**Extrait du texte**:
——————

Richard Wojnarowski a choisi une traduction littérale, la plus proche du
texte, ce que j'ai trouvé un peu pénible parfois et sans grâce.
J'aurais préféré, à priori, lire la traduction de Robert Bourgeois à
laquelle je n'ai pas eu accès sauf par ce court extrait. Jugez vous-même
!
Pan Tadeusz traduction Richard Wojnarowski
(Chant I — Invocation)
O Lituanie, ô ma patrie ! Tu es comme la santé
Combien il convient de t'apprécier, seul l'apprend celui
Qui t'a perdue.
Aujourd'hui ta beauté dans toute sa splendeur
Je vois et je décris, car j'ai le mal de toi
Pan Tadeusz traduction Robert Bourgeois
(Chant I — Invocation)
« Ô ma Lituanie ! Ainsi que la santé,
Seul qui te perd connaît ton prix et ta beauté.
Je vois et vais décrire aujourd’hui tous tes charmes,
Ma patrie ! et chanter mes regrets et mes larmes. »

——————

**Données fournies**:
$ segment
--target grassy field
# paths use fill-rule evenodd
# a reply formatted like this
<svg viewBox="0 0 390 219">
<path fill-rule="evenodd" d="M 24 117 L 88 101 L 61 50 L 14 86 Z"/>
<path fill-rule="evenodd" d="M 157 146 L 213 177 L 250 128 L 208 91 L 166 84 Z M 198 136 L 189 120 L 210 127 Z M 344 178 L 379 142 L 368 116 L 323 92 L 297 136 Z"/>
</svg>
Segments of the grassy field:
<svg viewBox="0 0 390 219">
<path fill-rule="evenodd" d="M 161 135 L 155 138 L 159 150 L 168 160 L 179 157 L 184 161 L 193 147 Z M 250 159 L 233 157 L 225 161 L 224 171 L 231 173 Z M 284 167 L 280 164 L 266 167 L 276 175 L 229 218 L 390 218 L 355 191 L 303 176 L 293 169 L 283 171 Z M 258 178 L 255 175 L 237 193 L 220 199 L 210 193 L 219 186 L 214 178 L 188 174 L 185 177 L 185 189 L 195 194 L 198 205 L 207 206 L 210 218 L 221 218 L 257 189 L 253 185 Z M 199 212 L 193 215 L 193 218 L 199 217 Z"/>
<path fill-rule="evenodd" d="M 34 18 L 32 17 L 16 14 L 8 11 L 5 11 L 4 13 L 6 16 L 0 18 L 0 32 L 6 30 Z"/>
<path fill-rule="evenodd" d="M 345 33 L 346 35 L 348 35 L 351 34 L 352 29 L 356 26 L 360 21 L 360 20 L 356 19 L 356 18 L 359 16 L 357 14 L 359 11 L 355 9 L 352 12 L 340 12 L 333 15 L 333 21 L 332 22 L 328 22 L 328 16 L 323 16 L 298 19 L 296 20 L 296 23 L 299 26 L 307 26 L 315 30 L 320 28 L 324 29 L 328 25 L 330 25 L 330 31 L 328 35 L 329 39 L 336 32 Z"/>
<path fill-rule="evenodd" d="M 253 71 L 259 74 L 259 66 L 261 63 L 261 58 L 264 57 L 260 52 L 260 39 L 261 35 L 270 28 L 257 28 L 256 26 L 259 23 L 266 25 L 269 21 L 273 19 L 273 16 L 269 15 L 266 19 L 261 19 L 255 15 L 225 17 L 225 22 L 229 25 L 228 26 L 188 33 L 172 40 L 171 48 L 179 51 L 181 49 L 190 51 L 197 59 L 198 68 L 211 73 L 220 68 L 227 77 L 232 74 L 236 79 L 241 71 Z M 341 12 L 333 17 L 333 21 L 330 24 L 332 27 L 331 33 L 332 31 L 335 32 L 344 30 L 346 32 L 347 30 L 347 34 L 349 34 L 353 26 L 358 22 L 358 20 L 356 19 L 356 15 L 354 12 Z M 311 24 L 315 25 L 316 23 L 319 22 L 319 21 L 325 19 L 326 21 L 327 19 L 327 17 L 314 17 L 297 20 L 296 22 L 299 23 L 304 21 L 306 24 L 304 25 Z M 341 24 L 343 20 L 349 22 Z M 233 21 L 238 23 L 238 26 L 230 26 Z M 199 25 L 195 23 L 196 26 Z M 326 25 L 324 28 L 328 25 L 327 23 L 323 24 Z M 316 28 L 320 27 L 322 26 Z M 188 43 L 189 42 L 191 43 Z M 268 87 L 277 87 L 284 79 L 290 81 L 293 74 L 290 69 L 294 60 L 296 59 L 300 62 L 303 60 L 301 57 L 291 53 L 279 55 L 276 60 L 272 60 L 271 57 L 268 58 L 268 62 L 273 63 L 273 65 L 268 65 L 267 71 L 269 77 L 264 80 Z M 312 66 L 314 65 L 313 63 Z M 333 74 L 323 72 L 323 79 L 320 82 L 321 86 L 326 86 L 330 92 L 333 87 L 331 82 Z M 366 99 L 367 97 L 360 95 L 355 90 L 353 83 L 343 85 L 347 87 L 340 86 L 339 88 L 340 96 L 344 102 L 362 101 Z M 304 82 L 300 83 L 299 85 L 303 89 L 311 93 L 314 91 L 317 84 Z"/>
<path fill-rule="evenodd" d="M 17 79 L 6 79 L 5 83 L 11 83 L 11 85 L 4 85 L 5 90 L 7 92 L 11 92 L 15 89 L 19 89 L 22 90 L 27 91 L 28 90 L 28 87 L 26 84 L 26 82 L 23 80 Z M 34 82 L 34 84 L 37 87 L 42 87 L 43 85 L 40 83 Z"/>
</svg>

——————

**Consignes**:
(A) Extrayez du texte sur les traductions de Pan Tadeusz le passage qui commence aux mots « J'aurais préféré, à » et s'arrête après « et ta beauté. », sans rien y changer.
(B) Recopiez telles quelles les lignes placées après le texte, de la toute première jusqu'à celle contenant « 161 135 L 155 », celle-ci comprise.
Le texte et les lignes n'ont aucun lien entre eux.

**Solutions**:
(A)
J'aurais préféré, à priori, lire la traduction de Robert Bourgeois à
laquelle je n'ai pas eu accès sauf par ce court extrait. Jugez vous-même
!
Pan Tadeusz traduction Richard Wojnarowski
(Chant I — Invocation)
O Lituanie, ô ma patrie ! Tu es comme la santé
Combien il convient de t'apprécier, seul l'apprend celui
Qui t'a perdue.
Aujourd'hui ta beauté dans toute sa splendeur
Je vois et je décris, car j'ai le mal de toi
Pan Tadeusz traduction Robert Bourgeois
(Chant I — Invocation)
« Ô ma Lituanie ! Ainsi que la santé,
Seul qui te perd connaît ton prix et ta beauté.

(B)
$ segment
--target grassy field
# paths use fill-rule evenodd
# a reply formatted like this
<svg viewBox="0 0 390 219">
<path fill-rule="evenodd" d="M 24 117 L 88 101 L 61 50 L 14 86 Z"/>
<path fill-rule="evenodd" d="M 157 146 L 213 177 L 250 128 L 208 91 L 166 84 Z M 198 136 L 189 120 L 210 127 Z M 344 178 L 379 142 L 368 116 L 323 92 L 297 136 Z"/>
</svg>
Segments of the grassy field:
<svg viewBox="0 0 390 219">
<path fill-rule="evenodd" d="M 161 135 L 155 138 L 159 150 L 168 160 L 179 157 L 184 161 L 193 147 Z M 250 159 L 233 157 L 225 161 L 224 171 L 231 173 Z M 284 167 L 280 164 L 266 167 L 276 175 L 229 218 L 390 218 L 355 191 L 303 176 L 293 169 L 283 171 Z M 258 178 L 255 175 L 237 193 L 220 199 L 210 193 L 219 186 L 214 178 L 188 174 L 185 177 L 185 189 L 195 194 L 198 205 L 207 206 L 210 218 L 221 218 L 257 189 L 253 185 Z M 199 212 L 193 215 L 193 218 L 199 217 Z"/>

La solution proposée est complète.